-- start Given data --

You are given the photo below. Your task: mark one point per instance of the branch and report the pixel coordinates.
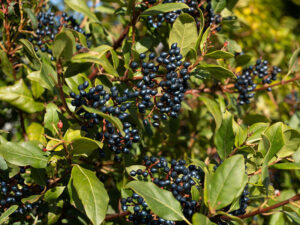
(116, 215)
(116, 45)
(283, 82)
(61, 92)
(23, 125)
(261, 211)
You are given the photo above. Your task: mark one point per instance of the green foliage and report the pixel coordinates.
(110, 114)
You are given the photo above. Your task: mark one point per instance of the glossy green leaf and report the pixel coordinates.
(144, 44)
(39, 176)
(200, 219)
(81, 37)
(273, 141)
(97, 58)
(201, 27)
(293, 63)
(4, 216)
(20, 96)
(31, 199)
(242, 60)
(82, 7)
(224, 137)
(3, 165)
(37, 89)
(6, 65)
(203, 40)
(229, 178)
(91, 192)
(24, 154)
(54, 193)
(293, 216)
(287, 166)
(83, 146)
(218, 5)
(114, 120)
(134, 167)
(163, 8)
(231, 3)
(216, 71)
(64, 45)
(184, 33)
(240, 134)
(30, 53)
(219, 54)
(214, 109)
(292, 143)
(32, 17)
(51, 117)
(46, 77)
(255, 131)
(160, 201)
(35, 132)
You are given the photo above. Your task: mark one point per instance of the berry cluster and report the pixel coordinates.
(48, 26)
(142, 213)
(243, 203)
(193, 10)
(112, 103)
(175, 177)
(171, 85)
(246, 82)
(13, 190)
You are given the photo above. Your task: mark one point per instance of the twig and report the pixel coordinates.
(116, 45)
(116, 215)
(260, 211)
(23, 125)
(259, 171)
(61, 92)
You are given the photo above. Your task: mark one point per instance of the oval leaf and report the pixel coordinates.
(229, 178)
(219, 54)
(83, 146)
(4, 216)
(24, 154)
(216, 71)
(91, 192)
(214, 109)
(114, 120)
(20, 96)
(64, 45)
(162, 8)
(224, 138)
(184, 33)
(160, 201)
(81, 6)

-- end Given data --

◆ **Problem description**
Change "oval leaf" to "elliptical leaf" in the items starting at the line containing "cluster and report the pixel coordinates." and ending with the last item, and leave everything else as it is. Give back only those lines.

◆ **Written solution**
You are given the photo above. Your task: mark one point per instance of the berry cluster and report the pixel coordinates.
(48, 26)
(142, 213)
(243, 203)
(193, 10)
(112, 103)
(175, 177)
(171, 85)
(246, 82)
(13, 190)
You are given the photo above. Your task: mark one point per instance of the twig and report the pixel coordinates.
(116, 45)
(116, 215)
(260, 211)
(23, 125)
(259, 171)
(61, 92)
You are given the photo above. Your task: mark one point per instance of the elliptical leaf and report the pixel coordinates.
(229, 178)
(219, 54)
(83, 146)
(4, 216)
(24, 154)
(216, 71)
(91, 192)
(214, 109)
(114, 120)
(20, 96)
(64, 45)
(162, 8)
(224, 138)
(184, 33)
(160, 201)
(81, 6)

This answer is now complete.